_TASK INSTRUCTIONS_.
(A) From the article on Mansfield Smith-Cumming, reproduce verbatim the passage that opens with the words containing "Born into a" and closes with "name to Smith-Cumming.".
(B) Using the article on Mansfield Smith-Cumming, answer the following questions:
(i) In what year was he posted to HMS Bellerophon?
(ii) Whom did he marry while serving with the Secret Service Bureau?
(iii) In which country did his 1914 road accident take place?
(C) Extend the article on Mansfield Smith-Cumming, writing the passage that would follow its final sentence.

_TEXT_.
Mansfield Smith-Cumming

Sir George Mansfield Smith-Cumming (born 1859-died 1923) was the first director of what would become MI6. In this role he was particularly successful in building a post-imperial intelligence service.

Born into a middle-class family, Smith attended the Royal Naval College at Dartmouth and, upon graduation, was commissioned a sub-lieutenant. He was posted to the HMS Bellerophon in 1878 and for the next seven years saw sea duty in the East Indies. However he increasingly suffered from severe seasickness, and in 1885 was placed on the retired list as "unfit for service".

He was recalled to duty into the foreign section of Naval Intelligence in 1898 and undertook many missions. He would travel through eastern Germany and the Balkans pretending to be a German businessman, even though he didn't speak any German. His work was so successful that he was recruited to the Secret Service Bureau as the director of the foreign section. During this period he married the extremely rich May Cumming, and as part of the marriage changed his name to Smith-Cumming.

In 1909 Major Vernon Kell became director of the newly-formed Secret Intelligence Bureau (SIB), created to deal with growing public opinion that all Germans living in England were spies. In 1911 the various security organizations were re-organized under the SIS, Kell's division becoming the Home Section, and Cumming's from the SSB becoming new Foreign Section, responsible for all operations outside Britain. Over the next few years he became known as 'C', after his habit of initialing papers he had read with a C written in green ink. This habit stuck for later directors, although now the C refers to "chief".

In 1914 he was involved in a serious road accident in France, his son was killed and he had to have a leg amputated. From then on he often interrupt conversations in his office by suddenly stabbing his new wooden leg with a knife or letter opener, telling all sorts of fantastic stories as to how he lost his leg.

_PROVIDED INFORMATION_.
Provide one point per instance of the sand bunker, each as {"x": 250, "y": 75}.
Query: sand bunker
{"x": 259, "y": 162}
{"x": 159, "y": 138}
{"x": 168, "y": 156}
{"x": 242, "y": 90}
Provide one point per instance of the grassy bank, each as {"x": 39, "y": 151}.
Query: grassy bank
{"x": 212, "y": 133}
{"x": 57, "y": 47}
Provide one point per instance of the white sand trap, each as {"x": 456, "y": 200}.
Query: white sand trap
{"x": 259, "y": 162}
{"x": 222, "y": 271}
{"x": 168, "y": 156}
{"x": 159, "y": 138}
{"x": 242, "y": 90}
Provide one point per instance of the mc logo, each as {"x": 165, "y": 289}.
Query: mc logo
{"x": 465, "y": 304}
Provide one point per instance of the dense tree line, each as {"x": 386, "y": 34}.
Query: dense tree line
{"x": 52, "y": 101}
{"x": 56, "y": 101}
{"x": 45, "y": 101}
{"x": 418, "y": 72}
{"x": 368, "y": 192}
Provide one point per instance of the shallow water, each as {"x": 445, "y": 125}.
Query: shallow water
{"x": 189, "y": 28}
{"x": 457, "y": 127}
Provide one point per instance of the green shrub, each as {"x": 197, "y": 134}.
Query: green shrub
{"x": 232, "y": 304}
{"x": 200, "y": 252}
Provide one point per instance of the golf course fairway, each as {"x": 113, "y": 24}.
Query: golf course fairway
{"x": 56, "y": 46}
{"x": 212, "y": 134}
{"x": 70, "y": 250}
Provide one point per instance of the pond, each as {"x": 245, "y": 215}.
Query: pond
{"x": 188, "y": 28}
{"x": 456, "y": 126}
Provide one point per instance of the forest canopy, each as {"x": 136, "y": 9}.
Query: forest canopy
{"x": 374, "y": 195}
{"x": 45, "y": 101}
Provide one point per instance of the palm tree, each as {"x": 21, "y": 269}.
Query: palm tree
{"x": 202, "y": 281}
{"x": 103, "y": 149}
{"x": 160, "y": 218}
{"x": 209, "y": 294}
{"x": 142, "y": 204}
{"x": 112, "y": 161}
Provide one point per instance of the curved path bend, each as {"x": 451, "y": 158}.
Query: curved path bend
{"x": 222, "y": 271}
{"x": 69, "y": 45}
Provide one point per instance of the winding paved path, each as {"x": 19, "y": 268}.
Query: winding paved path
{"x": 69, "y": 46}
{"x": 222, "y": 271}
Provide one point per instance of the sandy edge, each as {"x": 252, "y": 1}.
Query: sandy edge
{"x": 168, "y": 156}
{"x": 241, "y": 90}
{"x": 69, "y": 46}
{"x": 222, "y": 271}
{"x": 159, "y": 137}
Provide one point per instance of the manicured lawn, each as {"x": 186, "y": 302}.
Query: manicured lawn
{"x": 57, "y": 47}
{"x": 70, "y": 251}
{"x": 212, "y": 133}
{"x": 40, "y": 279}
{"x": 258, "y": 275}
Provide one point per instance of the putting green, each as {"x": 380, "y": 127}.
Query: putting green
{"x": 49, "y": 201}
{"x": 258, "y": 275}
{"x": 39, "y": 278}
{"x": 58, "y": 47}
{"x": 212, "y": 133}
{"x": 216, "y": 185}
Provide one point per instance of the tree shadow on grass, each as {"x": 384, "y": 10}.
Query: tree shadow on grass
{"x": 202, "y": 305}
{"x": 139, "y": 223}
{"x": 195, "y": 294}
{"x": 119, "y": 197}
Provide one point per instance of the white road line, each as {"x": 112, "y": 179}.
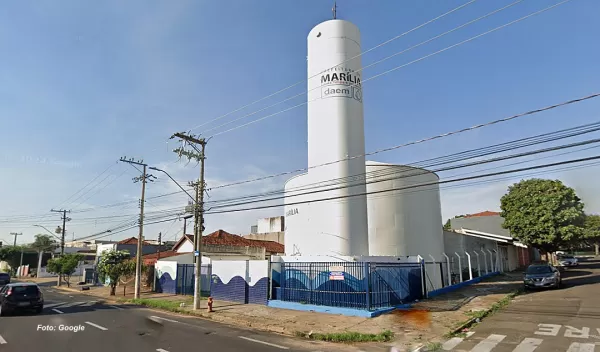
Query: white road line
{"x": 165, "y": 319}
{"x": 96, "y": 325}
{"x": 264, "y": 343}
{"x": 581, "y": 347}
{"x": 489, "y": 343}
{"x": 450, "y": 344}
{"x": 528, "y": 345}
{"x": 53, "y": 305}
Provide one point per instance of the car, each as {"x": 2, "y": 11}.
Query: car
{"x": 567, "y": 260}
{"x": 4, "y": 279}
{"x": 21, "y": 296}
{"x": 542, "y": 276}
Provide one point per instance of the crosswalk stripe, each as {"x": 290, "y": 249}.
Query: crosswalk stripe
{"x": 581, "y": 347}
{"x": 450, "y": 344}
{"x": 53, "y": 305}
{"x": 528, "y": 345}
{"x": 489, "y": 343}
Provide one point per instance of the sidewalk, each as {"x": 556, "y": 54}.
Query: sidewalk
{"x": 427, "y": 322}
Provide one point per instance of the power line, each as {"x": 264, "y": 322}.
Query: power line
{"x": 409, "y": 187}
{"x": 399, "y": 67}
{"x": 531, "y": 112}
{"x": 370, "y": 65}
{"x": 346, "y": 61}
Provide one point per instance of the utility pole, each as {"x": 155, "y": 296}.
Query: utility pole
{"x": 144, "y": 178}
{"x": 63, "y": 231}
{"x": 200, "y": 186}
{"x": 15, "y": 234}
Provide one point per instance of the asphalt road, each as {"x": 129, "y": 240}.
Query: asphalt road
{"x": 562, "y": 320}
{"x": 103, "y": 327}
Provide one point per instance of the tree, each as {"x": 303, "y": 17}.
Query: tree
{"x": 11, "y": 255}
{"x": 542, "y": 213}
{"x": 65, "y": 266}
{"x": 116, "y": 265}
{"x": 43, "y": 243}
{"x": 591, "y": 231}
{"x": 447, "y": 225}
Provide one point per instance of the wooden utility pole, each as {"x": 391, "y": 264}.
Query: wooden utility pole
{"x": 143, "y": 178}
{"x": 199, "y": 156}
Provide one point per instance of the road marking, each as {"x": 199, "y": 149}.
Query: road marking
{"x": 96, "y": 325}
{"x": 528, "y": 345}
{"x": 489, "y": 343}
{"x": 584, "y": 333}
{"x": 264, "y": 343}
{"x": 548, "y": 329}
{"x": 581, "y": 347}
{"x": 165, "y": 319}
{"x": 450, "y": 344}
{"x": 53, "y": 305}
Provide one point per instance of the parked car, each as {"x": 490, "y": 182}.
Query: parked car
{"x": 567, "y": 260}
{"x": 542, "y": 276}
{"x": 4, "y": 279}
{"x": 17, "y": 297}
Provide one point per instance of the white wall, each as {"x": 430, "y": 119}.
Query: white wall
{"x": 186, "y": 247}
{"x": 251, "y": 270}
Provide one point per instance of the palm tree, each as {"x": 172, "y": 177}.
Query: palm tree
{"x": 43, "y": 243}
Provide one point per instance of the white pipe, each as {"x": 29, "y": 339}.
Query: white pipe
{"x": 459, "y": 267}
{"x": 470, "y": 269}
{"x": 448, "y": 267}
{"x": 491, "y": 260}
{"x": 478, "y": 266}
{"x": 485, "y": 261}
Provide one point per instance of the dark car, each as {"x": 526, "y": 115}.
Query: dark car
{"x": 4, "y": 279}
{"x": 21, "y": 297}
{"x": 542, "y": 276}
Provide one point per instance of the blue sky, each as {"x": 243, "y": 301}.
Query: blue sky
{"x": 84, "y": 84}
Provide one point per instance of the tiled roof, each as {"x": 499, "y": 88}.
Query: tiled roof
{"x": 483, "y": 213}
{"x": 225, "y": 238}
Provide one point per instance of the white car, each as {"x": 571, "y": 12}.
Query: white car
{"x": 567, "y": 260}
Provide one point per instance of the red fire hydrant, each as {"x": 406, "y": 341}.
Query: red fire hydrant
{"x": 209, "y": 305}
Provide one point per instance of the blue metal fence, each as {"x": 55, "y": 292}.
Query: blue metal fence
{"x": 361, "y": 285}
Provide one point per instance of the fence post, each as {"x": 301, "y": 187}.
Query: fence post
{"x": 448, "y": 268}
{"x": 423, "y": 278}
{"x": 470, "y": 269}
{"x": 485, "y": 261}
{"x": 459, "y": 267}
{"x": 367, "y": 280}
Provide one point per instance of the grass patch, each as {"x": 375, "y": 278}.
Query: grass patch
{"x": 348, "y": 337}
{"x": 475, "y": 317}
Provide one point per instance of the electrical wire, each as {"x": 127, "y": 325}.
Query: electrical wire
{"x": 346, "y": 61}
{"x": 370, "y": 65}
{"x": 408, "y": 187}
{"x": 399, "y": 67}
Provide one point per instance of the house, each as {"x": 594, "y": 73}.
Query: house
{"x": 483, "y": 231}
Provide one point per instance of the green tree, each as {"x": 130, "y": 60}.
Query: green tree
{"x": 591, "y": 232}
{"x": 11, "y": 255}
{"x": 65, "y": 266}
{"x": 42, "y": 244}
{"x": 542, "y": 213}
{"x": 115, "y": 265}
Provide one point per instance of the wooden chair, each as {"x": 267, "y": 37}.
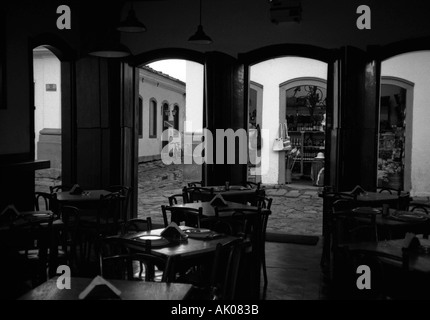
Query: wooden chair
{"x": 230, "y": 281}
{"x": 419, "y": 207}
{"x": 69, "y": 240}
{"x": 390, "y": 276}
{"x": 197, "y": 194}
{"x": 195, "y": 184}
{"x": 253, "y": 185}
{"x": 264, "y": 202}
{"x": 177, "y": 198}
{"x": 44, "y": 199}
{"x": 59, "y": 188}
{"x": 191, "y": 217}
{"x": 250, "y": 225}
{"x": 106, "y": 222}
{"x": 136, "y": 225}
{"x": 116, "y": 262}
{"x": 34, "y": 241}
{"x": 125, "y": 195}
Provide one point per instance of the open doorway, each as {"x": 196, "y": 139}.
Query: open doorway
{"x": 404, "y": 130}
{"x": 170, "y": 125}
{"x": 282, "y": 92}
{"x": 47, "y": 116}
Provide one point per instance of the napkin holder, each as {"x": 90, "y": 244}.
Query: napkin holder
{"x": 76, "y": 190}
{"x": 9, "y": 213}
{"x": 173, "y": 233}
{"x": 100, "y": 289}
{"x": 411, "y": 242}
{"x": 358, "y": 190}
{"x": 218, "y": 201}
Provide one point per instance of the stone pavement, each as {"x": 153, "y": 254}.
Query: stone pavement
{"x": 296, "y": 209}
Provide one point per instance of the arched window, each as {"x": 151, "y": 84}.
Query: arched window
{"x": 140, "y": 117}
{"x": 153, "y": 118}
{"x": 176, "y": 117}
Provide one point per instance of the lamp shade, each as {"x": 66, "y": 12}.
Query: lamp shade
{"x": 200, "y": 37}
{"x": 115, "y": 50}
{"x": 131, "y": 24}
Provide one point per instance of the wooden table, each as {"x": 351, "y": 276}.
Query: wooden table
{"x": 418, "y": 261}
{"x": 130, "y": 290}
{"x": 376, "y": 198}
{"x": 27, "y": 218}
{"x": 209, "y": 210}
{"x": 392, "y": 225}
{"x": 87, "y": 196}
{"x": 189, "y": 249}
{"x": 233, "y": 193}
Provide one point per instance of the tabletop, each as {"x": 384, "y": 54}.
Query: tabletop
{"x": 191, "y": 248}
{"x": 209, "y": 210}
{"x": 87, "y": 195}
{"x": 232, "y": 193}
{"x": 130, "y": 290}
{"x": 26, "y": 218}
{"x": 377, "y": 197}
{"x": 419, "y": 261}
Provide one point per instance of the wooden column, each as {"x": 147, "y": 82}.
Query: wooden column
{"x": 356, "y": 132}
{"x": 224, "y": 108}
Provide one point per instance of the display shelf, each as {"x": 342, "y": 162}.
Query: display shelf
{"x": 307, "y": 152}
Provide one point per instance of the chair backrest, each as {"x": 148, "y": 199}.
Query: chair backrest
{"x": 195, "y": 184}
{"x": 173, "y": 199}
{"x": 264, "y": 202}
{"x": 116, "y": 261}
{"x": 42, "y": 201}
{"x": 113, "y": 259}
{"x": 419, "y": 207}
{"x": 196, "y": 194}
{"x": 388, "y": 273}
{"x": 227, "y": 278}
{"x": 191, "y": 217}
{"x": 109, "y": 213}
{"x": 390, "y": 190}
{"x": 59, "y": 188}
{"x": 350, "y": 226}
{"x": 256, "y": 185}
{"x": 125, "y": 195}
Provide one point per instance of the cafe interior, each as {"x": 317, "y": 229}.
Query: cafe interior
{"x": 212, "y": 244}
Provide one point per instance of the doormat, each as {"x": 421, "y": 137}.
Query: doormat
{"x": 291, "y": 238}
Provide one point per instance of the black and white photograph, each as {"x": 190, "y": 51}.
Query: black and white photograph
{"x": 220, "y": 156}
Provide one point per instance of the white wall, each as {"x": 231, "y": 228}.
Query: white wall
{"x": 46, "y": 70}
{"x": 162, "y": 89}
{"x": 271, "y": 74}
{"x": 194, "y": 97}
{"x": 415, "y": 67}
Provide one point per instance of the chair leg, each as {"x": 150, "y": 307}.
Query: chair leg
{"x": 263, "y": 264}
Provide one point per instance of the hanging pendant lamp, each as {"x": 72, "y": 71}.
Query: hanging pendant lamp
{"x": 200, "y": 37}
{"x": 131, "y": 23}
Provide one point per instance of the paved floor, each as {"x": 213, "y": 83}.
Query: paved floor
{"x": 296, "y": 209}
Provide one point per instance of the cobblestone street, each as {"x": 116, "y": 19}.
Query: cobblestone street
{"x": 296, "y": 209}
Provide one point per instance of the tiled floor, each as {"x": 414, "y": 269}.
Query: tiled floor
{"x": 294, "y": 272}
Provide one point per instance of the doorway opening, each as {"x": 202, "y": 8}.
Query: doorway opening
{"x": 305, "y": 102}
{"x": 281, "y": 92}
{"x": 47, "y": 116}
{"x": 404, "y": 115}
{"x": 171, "y": 117}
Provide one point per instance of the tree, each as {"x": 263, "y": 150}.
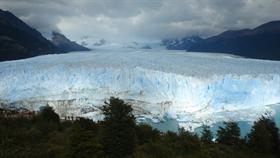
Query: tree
{"x": 119, "y": 128}
{"x": 230, "y": 134}
{"x": 47, "y": 120}
{"x": 264, "y": 135}
{"x": 206, "y": 135}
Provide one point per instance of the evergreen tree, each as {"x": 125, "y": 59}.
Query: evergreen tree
{"x": 264, "y": 135}
{"x": 230, "y": 134}
{"x": 206, "y": 135}
{"x": 119, "y": 128}
{"x": 47, "y": 120}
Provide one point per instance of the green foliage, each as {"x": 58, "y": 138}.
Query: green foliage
{"x": 146, "y": 134}
{"x": 230, "y": 134}
{"x": 119, "y": 129}
{"x": 206, "y": 135}
{"x": 83, "y": 138}
{"x": 264, "y": 136}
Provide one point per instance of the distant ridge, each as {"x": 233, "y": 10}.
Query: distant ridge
{"x": 19, "y": 41}
{"x": 263, "y": 42}
{"x": 64, "y": 44}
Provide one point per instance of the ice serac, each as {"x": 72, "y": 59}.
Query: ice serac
{"x": 192, "y": 88}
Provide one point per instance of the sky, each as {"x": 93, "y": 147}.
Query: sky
{"x": 142, "y": 20}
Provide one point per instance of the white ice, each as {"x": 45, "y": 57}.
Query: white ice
{"x": 193, "y": 88}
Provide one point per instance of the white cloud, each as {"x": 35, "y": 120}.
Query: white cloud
{"x": 142, "y": 19}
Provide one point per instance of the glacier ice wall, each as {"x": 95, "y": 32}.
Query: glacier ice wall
{"x": 192, "y": 88}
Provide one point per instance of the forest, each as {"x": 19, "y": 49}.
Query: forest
{"x": 45, "y": 135}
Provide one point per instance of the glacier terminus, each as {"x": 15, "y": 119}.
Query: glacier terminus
{"x": 191, "y": 88}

_OUTPUTS BY TASK_.
(A)
Born into a middle-class family, Smith attended the Royal Naval College at Dartmouth and, upon graduation, was commissioned a sub-lieutenant. He was posted to the HMS Bellerophon in 1878 and for the next seven years saw sea duty in the East Indies. However he increasingly suffered from severe seasickness, and in 1885 was placed on the retired list as "unfit for service".

He was recalled to duty into the foreign section of Naval Intelligence in 1898 and undertook many missions. He would travel through eastern Germany and the Balkans pretending to be a German businessman, even though he didn't speak any German. His work was so successful that he was recruited to the Secret Service Bureau as the director of the foreign section. During this period he married the extremely rich May Cumming, and as part of the marriage changed his name to Smith-Cumming.

(B)
(i) 1878
(ii) May Cumming
(iii) France

(C)
Budgets were severely limited prior to World War I, and Smith-Cumming came to rely heavily on Sidney Reilly, a spy based in St. Petersburg. At the outbreak of war he was able to work with Vernon Kell and Sir Basil Thomson of the Special Branch to arrest twenty-two German spies in England. Eleven were executed, as was Sir Roger Casement, found guilty of treason in 1916. During the war the offices were renamed, the Home Section became MI5 or Secret Service, while Smith-Cumming's Foreign Section became MI6 or the Secret Intelligence Service. Agents who worked for MI6 during the war included Augustus Agar, John Buchan and Somerset Maugham.

Secret Service budgets were once again severely cut after the end of WWI, and MI6 stations in Madrid, Lisbon, Zurich and Luxembourg were closed.

Sir Mansfield Smith-Cumming died in 1923.

It is believed that Ian Fleming's James Bond character M is based loosely on Smith-Cumming, changing the C used by Smith-Cumming to M, as an abbreviation for Sir Miles Messervy, the fictitious character named by Fleming as director of MI6 in his books.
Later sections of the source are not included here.